## Excerpted text

Young Jesus is an American indie rock band from Chicago, Illinois. Since 2014, the band has been based out of Los Angeles, California.

History
Young Jesus began as a high school band in the Chicago suburbs, consisting of two members who are no longer in the band. While located in Chicago, there were two side projects featuring members of Young Jesus: Bummer and Wavepool. As of the release of their debut album Home, in 2012, the band featured Rossiter, along with bassist Shawn Nystrand, lead guitarist Cody Kellogg, and drummer Peter Martin. The only member of that lineup still in Young Jesus is Rossiter; Shevrin was a member of the band from 2015 until 2020  and Borbon and Haug were members since 2016.

Young Jesus released the full-length album Grow/Decompose on Gigantic Noise Records in 2015. In 2017, Young Jesus signed to Saddle Creek Records, where they have released three full length albums.

## Goals
1) Rewrite the passage on the band Young Jesus from "Young Jesus is an" to "members since 2016.", swapping "high school band" for "college band".
2) In the text on Young Jesus, which record label did the band sign to in 2017?
3) Carry on the text about the band Young Jesus from its last sentence.

## Items

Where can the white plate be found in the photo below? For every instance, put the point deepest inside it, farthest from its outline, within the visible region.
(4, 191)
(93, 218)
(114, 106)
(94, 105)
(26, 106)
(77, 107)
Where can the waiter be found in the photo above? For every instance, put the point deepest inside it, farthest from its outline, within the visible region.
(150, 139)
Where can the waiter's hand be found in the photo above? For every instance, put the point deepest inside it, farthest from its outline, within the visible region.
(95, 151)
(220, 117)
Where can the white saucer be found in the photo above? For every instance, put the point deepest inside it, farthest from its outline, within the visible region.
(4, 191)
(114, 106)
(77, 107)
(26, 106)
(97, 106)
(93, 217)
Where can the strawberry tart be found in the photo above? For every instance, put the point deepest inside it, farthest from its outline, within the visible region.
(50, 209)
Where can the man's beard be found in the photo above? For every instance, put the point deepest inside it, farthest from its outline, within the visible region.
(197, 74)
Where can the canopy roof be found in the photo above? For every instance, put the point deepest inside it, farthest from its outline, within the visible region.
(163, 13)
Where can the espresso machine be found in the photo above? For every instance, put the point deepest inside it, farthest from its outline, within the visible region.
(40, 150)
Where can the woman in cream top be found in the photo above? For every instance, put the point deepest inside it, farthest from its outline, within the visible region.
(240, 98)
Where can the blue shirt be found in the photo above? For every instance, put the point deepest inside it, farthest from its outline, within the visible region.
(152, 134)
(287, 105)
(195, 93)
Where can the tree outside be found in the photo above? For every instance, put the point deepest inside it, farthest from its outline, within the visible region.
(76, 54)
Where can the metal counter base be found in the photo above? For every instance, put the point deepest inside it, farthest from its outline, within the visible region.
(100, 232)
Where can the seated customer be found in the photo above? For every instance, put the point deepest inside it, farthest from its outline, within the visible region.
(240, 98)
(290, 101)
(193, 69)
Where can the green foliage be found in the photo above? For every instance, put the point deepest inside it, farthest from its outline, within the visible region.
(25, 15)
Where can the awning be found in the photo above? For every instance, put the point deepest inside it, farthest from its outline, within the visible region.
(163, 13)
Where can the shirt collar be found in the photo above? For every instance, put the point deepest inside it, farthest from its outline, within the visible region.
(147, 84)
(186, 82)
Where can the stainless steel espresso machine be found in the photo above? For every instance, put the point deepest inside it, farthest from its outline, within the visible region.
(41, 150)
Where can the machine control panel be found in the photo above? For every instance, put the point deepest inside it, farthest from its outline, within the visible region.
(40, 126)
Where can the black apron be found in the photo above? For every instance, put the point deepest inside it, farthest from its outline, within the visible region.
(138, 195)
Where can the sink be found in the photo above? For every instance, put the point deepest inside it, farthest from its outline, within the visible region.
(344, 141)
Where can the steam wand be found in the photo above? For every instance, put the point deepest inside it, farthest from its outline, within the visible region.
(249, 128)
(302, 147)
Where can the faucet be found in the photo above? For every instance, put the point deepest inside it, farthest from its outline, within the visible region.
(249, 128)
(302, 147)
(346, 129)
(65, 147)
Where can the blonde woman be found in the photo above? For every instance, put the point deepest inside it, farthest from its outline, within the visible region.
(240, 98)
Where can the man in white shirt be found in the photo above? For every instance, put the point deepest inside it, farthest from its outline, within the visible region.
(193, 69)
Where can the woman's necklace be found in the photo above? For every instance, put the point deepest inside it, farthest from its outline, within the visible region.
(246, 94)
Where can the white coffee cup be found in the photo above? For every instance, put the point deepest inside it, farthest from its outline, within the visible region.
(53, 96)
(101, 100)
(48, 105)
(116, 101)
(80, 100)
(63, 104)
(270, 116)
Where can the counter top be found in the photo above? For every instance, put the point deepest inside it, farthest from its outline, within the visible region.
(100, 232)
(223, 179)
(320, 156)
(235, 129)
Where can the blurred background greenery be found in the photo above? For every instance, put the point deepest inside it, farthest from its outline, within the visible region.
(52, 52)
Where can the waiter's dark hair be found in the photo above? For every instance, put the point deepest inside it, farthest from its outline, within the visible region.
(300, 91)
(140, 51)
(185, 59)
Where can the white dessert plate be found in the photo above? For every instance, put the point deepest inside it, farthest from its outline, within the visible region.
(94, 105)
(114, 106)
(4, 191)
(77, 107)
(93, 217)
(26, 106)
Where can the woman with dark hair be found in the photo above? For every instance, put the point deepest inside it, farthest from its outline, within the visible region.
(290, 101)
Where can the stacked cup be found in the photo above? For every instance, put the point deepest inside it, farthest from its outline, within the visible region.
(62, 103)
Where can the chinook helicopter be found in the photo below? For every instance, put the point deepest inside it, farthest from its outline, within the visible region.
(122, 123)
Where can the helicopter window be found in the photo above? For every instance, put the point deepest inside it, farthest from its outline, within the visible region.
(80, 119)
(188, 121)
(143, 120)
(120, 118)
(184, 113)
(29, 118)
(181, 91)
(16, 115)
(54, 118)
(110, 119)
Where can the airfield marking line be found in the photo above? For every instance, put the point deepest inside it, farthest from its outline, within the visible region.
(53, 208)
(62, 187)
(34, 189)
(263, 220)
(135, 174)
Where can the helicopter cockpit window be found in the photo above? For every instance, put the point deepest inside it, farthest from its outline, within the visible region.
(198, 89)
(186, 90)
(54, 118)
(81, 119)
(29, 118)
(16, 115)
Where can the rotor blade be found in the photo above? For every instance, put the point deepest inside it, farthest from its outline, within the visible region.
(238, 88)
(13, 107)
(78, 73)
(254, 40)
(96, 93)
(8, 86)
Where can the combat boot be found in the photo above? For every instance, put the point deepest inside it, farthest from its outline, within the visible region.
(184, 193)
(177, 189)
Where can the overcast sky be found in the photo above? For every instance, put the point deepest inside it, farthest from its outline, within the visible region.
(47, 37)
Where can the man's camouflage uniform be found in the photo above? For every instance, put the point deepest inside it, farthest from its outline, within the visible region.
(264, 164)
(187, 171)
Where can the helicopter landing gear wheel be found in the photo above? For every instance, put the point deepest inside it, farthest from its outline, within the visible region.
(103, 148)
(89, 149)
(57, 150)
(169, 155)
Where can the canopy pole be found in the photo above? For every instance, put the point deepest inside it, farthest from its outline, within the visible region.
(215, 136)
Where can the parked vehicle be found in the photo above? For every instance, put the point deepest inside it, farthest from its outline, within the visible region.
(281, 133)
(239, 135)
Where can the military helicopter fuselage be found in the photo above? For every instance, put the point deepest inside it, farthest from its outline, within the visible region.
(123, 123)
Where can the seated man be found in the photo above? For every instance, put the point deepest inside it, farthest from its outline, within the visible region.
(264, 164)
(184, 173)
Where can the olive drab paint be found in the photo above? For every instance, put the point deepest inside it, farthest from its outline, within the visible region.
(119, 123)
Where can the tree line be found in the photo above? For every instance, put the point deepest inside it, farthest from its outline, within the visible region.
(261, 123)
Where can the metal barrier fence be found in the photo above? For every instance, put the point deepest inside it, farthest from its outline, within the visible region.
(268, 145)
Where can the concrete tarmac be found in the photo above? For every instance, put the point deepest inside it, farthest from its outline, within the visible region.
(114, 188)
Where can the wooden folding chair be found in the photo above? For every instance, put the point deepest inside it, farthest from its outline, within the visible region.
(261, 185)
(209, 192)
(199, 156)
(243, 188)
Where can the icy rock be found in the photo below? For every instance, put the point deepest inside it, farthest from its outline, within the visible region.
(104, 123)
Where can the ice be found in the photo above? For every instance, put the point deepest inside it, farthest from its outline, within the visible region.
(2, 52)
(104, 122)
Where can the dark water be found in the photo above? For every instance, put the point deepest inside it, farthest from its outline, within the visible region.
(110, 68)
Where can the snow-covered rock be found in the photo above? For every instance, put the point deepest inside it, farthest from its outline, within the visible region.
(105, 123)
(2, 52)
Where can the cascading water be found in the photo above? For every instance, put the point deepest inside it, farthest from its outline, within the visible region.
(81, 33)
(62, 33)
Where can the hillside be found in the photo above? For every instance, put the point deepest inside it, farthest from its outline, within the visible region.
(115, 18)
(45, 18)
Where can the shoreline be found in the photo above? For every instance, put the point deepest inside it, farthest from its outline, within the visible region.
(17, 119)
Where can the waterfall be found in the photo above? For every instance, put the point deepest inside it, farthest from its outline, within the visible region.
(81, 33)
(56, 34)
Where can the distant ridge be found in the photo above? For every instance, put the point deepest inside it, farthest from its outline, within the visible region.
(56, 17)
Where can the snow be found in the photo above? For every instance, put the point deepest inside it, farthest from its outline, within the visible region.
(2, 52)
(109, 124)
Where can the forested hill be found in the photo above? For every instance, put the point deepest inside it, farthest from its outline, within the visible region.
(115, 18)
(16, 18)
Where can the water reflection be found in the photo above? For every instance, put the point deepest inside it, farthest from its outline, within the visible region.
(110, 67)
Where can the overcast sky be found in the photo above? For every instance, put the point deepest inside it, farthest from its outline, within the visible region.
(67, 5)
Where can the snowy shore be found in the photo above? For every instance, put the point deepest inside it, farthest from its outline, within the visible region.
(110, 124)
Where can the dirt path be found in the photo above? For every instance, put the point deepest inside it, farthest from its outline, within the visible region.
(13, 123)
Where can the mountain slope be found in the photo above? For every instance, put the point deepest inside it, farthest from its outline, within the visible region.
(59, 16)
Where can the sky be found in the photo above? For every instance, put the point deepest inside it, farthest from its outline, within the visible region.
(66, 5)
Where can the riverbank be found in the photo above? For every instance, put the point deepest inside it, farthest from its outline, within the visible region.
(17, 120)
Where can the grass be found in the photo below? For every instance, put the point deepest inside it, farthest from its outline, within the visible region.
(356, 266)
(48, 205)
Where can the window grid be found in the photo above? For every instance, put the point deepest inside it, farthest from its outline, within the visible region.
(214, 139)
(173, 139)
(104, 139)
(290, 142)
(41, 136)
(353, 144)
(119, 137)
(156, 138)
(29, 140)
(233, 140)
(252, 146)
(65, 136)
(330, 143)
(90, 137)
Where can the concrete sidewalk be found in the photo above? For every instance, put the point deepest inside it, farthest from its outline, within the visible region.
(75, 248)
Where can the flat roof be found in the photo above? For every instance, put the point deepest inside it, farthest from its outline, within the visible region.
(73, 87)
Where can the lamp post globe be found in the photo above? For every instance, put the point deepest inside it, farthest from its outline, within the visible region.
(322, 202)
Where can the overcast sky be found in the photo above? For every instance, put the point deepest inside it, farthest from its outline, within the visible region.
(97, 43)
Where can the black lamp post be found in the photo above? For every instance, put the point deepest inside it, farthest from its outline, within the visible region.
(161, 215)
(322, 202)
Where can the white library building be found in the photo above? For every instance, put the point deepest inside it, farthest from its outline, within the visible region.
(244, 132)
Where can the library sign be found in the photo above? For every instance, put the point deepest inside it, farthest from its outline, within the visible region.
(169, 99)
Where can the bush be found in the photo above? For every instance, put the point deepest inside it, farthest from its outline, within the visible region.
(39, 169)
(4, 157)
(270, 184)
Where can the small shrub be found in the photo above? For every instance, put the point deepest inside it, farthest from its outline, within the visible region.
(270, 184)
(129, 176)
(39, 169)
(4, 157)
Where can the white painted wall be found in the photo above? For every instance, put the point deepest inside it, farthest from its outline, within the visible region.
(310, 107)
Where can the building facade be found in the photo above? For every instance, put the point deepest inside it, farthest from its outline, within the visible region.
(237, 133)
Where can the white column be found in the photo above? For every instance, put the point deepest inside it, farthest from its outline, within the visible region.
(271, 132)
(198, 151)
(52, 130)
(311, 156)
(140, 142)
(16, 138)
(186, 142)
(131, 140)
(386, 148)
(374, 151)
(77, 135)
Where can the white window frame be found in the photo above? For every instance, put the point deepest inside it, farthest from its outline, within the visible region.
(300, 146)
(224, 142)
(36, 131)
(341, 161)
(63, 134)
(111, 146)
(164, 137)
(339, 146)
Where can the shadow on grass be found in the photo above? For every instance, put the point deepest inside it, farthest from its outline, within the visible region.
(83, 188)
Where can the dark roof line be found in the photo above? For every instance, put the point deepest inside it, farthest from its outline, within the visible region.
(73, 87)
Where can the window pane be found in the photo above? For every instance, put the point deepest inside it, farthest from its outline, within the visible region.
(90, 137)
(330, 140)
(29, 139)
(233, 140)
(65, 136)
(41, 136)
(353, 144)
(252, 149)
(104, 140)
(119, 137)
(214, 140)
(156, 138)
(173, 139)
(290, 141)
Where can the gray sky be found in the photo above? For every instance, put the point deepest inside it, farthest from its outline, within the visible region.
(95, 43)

## Expected results
1)
Young Jesus is an American indie rock band from Chicago, Illinois. Since 2014, the band has been based out of Los Angeles, California.

History
Young Jesus began as a college band in the Chicago suburbs, consisting of two members who are no longer in the band. While located in Chicago, there were two side projects featuring members of Young Jesus: Bummer and Wavepool. As of the release of their debut album Home, in 2012, the band featured Rossiter, along with bassist Shawn Nystrand, lead guitarist Cody Kellogg, and drummer Peter Martin. The only member of that lineup still in Young Jesus is Rossiter; Shevrin was a member of the band from 2015 until 2020  and Borbon and Haug were members since 2016.

2) Saddle Creek Records.

3)
Musical style 
Young Jesus is not a Christian rock band, although they have been mistaken for one due to their name. The band is influenced by Midwest emo and jazz, and post-rock. Their lyrics are influenced by ancient Chinese poetry, specifically from the Chan Buddhist and Taoist tradition.

Discography
Studio albums
Home (2012, self-released)
Grow/Decompose (2015, Gigantic Noise)
S/T (2017, Saddle Creek)
The Whole Thing Is Just There (2018, Saddle Creek)
Welcome to Conceptual Beach (2020, Saddle Creek)
Shepherd Head (2022, Saddle Creek)

Extended Plays
Young, Innocent, & Hairy (2010, self-released)
Maybe Baby (2011, self-released)
Void as Lob (2016, Gigantic Noise)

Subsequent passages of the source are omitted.